EXTRACT TO READ -
:::

How can you tell a story by looking at your Analytics numbers? What data should you analyze first?
It is important not to get overwhelmed with your data. To be able to tell a holistic story by looking at your reports, it is crucial to ask the correct questions.
The ability to succeed with your collected data means identifying the key analysis points and not getting lost in the maze of numerous metrics and dimensions.
Moreover, it is important to learn to understand how your business realities are reflected in Analytics numbers.
🚨 Note: In case you are still wondering if it’s time to switch to GA4, check out opinions from measurement 14 experts.
In this post, we will cover 10 GA4 metrics that should be the pillars of your comprehensive data analysis.
What is a metric?
A metric is a quantitative measurement represented as a sum or ratio.
In other words, a metric is a set of numbers in Analytics giving you information about your webpage.
In this way, you can clearly outline the strengths and weaknesses of your business and identify the aspects to be improved.
If you know how to read a report based on these numbers, you can bring your business to the next level.
GA4 offers so many metrics to be tracked, but how can you focus on the most relevant ones?
We have outlined an overview of the metrics that can help you provide valuable insight into your business performance:
- Engagement Rate
- Average Engagement Time
- Event Count
- Lifetime Value
- Total Revenue
- Advertiser Ads Clicks
The GA4 users metric is a key metric allowing you to understand your target audience. It displays the total number of unique users who interacted with your webpage.

:::

STORED DATA -
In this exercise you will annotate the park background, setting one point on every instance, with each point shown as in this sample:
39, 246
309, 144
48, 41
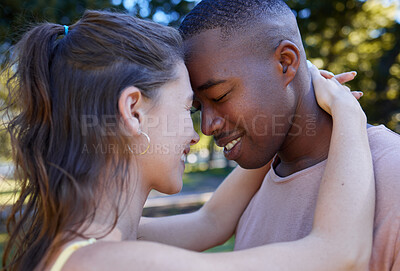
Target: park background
338, 35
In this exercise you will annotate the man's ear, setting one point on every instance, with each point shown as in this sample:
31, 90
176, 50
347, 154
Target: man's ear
288, 55
128, 106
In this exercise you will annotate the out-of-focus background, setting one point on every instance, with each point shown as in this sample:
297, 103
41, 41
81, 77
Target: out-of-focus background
338, 35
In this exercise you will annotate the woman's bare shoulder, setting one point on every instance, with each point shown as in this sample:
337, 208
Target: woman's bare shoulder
129, 255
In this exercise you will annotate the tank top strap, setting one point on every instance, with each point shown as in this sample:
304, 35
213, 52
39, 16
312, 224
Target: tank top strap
67, 252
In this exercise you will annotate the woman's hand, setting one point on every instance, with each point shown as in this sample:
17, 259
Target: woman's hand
330, 92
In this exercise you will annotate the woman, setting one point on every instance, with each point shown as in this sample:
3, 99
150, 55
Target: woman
105, 117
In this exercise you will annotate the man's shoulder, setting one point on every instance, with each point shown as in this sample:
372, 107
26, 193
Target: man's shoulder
383, 140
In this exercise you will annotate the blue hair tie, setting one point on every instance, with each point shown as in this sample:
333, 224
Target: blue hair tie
65, 30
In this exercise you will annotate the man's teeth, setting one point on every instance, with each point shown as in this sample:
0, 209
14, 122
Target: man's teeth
232, 144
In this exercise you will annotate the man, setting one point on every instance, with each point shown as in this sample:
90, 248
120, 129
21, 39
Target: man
251, 82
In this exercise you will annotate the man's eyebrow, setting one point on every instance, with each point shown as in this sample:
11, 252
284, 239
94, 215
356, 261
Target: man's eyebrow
210, 84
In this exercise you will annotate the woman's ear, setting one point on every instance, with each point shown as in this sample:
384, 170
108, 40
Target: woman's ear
288, 55
129, 108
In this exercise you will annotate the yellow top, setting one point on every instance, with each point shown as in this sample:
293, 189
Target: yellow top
64, 256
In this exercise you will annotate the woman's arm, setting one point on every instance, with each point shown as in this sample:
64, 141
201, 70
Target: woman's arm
341, 238
215, 222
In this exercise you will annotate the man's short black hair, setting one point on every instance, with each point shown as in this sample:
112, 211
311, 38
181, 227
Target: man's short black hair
228, 15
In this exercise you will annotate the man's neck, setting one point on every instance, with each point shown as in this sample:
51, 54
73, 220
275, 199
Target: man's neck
308, 140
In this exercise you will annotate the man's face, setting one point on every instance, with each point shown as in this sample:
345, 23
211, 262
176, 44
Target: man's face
244, 103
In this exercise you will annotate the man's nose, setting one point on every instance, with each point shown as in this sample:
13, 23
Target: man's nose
210, 123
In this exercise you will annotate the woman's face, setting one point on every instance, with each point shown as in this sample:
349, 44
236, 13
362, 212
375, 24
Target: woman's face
170, 128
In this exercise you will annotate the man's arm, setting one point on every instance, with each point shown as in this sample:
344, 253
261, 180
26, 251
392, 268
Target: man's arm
215, 222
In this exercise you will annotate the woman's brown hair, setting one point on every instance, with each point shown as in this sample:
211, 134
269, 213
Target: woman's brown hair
62, 87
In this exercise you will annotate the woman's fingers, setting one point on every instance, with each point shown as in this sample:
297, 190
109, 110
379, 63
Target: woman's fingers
345, 77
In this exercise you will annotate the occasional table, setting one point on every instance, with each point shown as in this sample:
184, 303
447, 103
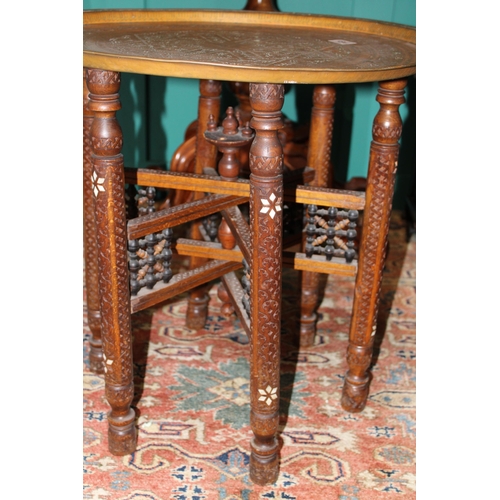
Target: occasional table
268, 49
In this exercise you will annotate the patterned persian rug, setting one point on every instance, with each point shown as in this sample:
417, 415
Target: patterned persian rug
192, 403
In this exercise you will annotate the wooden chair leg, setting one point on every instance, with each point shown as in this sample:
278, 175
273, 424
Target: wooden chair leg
318, 157
90, 244
206, 156
108, 190
384, 150
266, 225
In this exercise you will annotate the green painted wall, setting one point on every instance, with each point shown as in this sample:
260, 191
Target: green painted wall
156, 111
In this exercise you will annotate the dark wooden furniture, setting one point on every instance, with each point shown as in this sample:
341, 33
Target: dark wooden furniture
267, 49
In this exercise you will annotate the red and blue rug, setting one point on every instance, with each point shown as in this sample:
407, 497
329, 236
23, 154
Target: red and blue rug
192, 403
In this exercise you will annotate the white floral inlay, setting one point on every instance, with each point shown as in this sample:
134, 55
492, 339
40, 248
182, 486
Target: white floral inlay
107, 362
268, 395
97, 184
270, 205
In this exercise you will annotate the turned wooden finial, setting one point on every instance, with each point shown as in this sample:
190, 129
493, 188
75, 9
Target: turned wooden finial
211, 124
230, 123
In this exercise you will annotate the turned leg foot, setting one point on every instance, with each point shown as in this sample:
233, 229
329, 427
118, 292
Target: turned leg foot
197, 311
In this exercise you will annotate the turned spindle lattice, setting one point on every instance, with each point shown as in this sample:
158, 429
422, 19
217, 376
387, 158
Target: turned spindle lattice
149, 257
331, 232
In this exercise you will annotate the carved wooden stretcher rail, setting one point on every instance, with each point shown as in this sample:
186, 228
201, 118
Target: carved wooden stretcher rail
267, 49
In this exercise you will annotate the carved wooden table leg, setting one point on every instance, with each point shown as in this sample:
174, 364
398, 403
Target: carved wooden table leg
266, 195
90, 243
318, 157
107, 187
384, 150
206, 156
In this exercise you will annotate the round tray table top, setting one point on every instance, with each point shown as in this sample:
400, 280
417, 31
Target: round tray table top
259, 47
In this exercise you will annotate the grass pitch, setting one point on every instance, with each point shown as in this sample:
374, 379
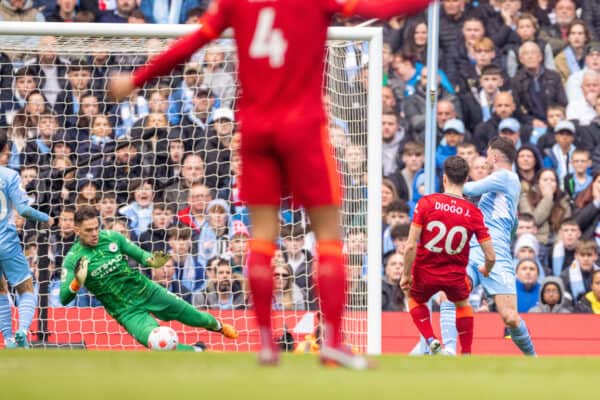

:::

EXERCISES TO COMPLETE -
• a. Answer these questions from the GA4 metrics text:
(i) How does the text define a metric?
(ii) How many GA4 metrics does the post say it will cover?
(iii) What does the GA4 users metric display?
• b. For each statement, say whether it agrees with the GA4 metrics text, and quote the words that decide it:
(i) The post covers 15 GA4 metrics.
(ii) The text advises against getting overwhelmed by your data.
(iii) The GA4 users metric shows the total number of page views.
• c. Write out everything in the GA4 metrics text from "GA4 offers so" down to "with your webpage.", and swap "Total Revenue" for "Purchase Revenue".
The items have no connection to the text on GA4 metrics.

TASK SOLUTIONS -
• a.
(i) A metric is a quantitative measurement represented as a sum or ratio.
(ii) It will cover 10 GA4 metrics.
(iii) It displays the total number of unique users who interacted with your webpage.

• b.
(i) No: "we will cover 10 GA4 metrics"
(ii) Yes: "It is important not to get overwhelmed with your data."
(iii) No: "It displays the total number of unique users who interacted with your webpage."

• c.
GA4 offers so many metrics to be tracked, but how can you focus on the most relevant ones?
We have outlined an overview of the metrics that can help you provide valuable insight into your business performance:
- Engagement Rate
- Average Engagement Time
- Event Count
- Lifetime Value
- Purchase Revenue
- Advertiser Ads Clicks
The GA4 users metric is a key metric allowing you to understand your target audience. It displays the total number of unique users who interacted with your webpage.